Please retype every line of text in the material below word for word, and leave the pictures out of your answer.

§ **Supplied records**:
# # # # #

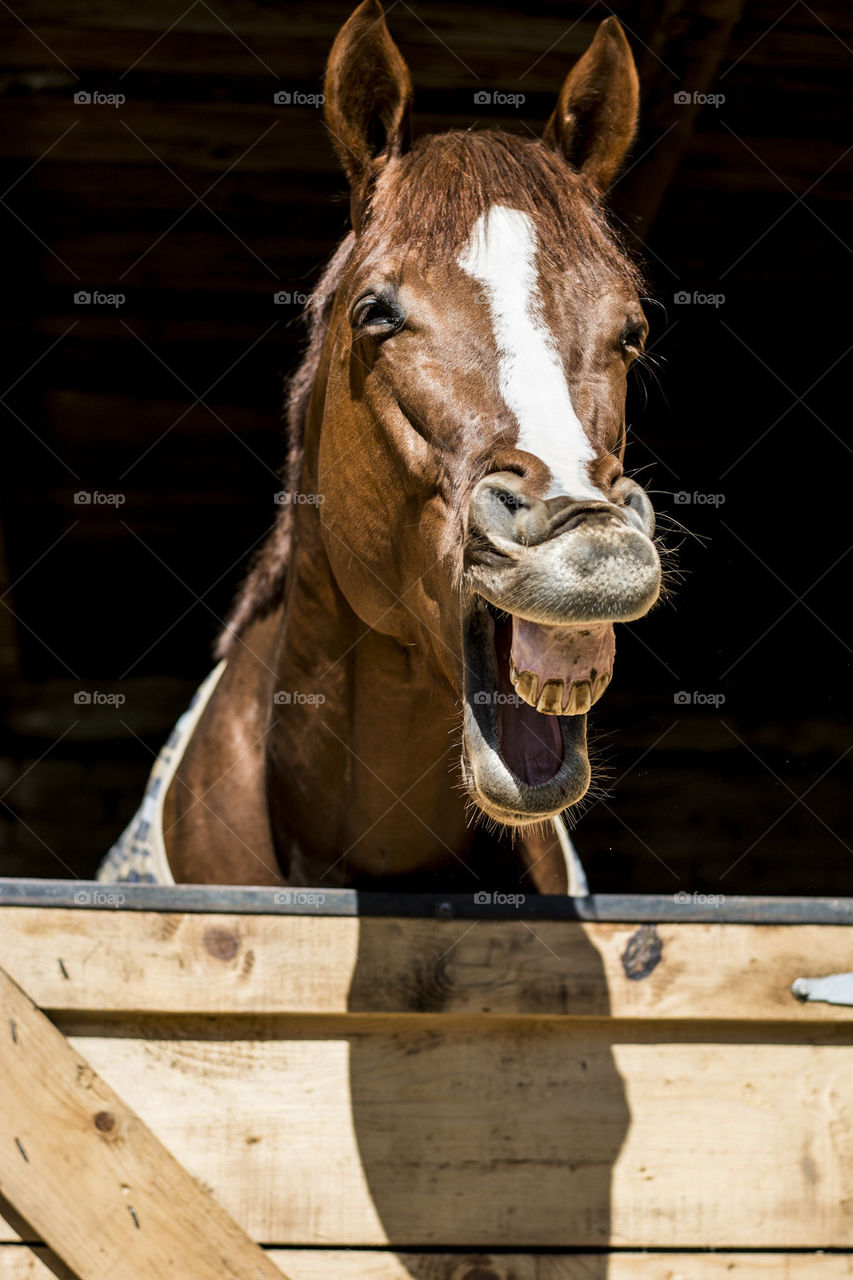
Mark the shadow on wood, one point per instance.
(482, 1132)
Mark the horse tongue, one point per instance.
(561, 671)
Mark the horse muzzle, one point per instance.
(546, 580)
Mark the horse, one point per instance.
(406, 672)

# # # # #

§ **Exercise output**:
Mark the shadow on wood, one point per instance.
(482, 1132)
Mark the horse tongue, one point per instance.
(561, 671)
Mark the horse muzzle, one point per instance.
(546, 580)
Mark the horse, one point per instance.
(406, 672)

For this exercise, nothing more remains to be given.